Could you repeat all of the entries exactly, leaving out any pictures?

Given entries:
↓↓↓

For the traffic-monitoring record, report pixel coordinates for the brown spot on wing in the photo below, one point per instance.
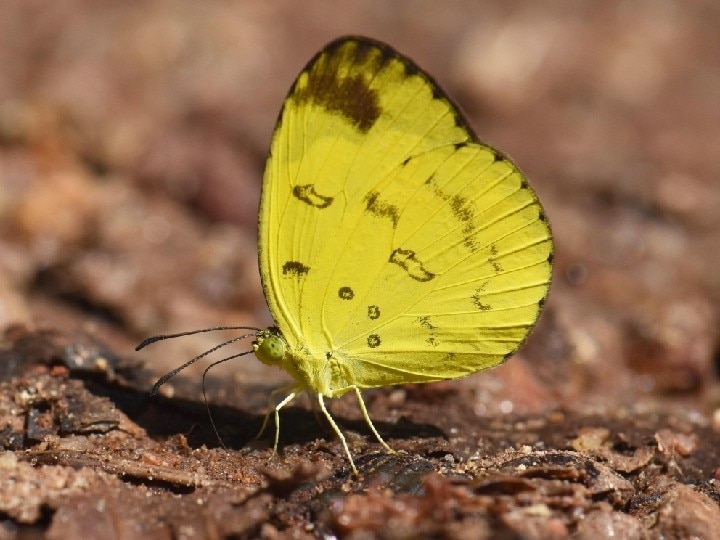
(406, 259)
(382, 209)
(307, 194)
(336, 81)
(295, 268)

↑↑↑

Output:
For the traffic-monitoring record, report pixel coordinates for the brown spot on wing in the photo below, one point per instance.
(406, 259)
(382, 209)
(307, 194)
(336, 81)
(295, 268)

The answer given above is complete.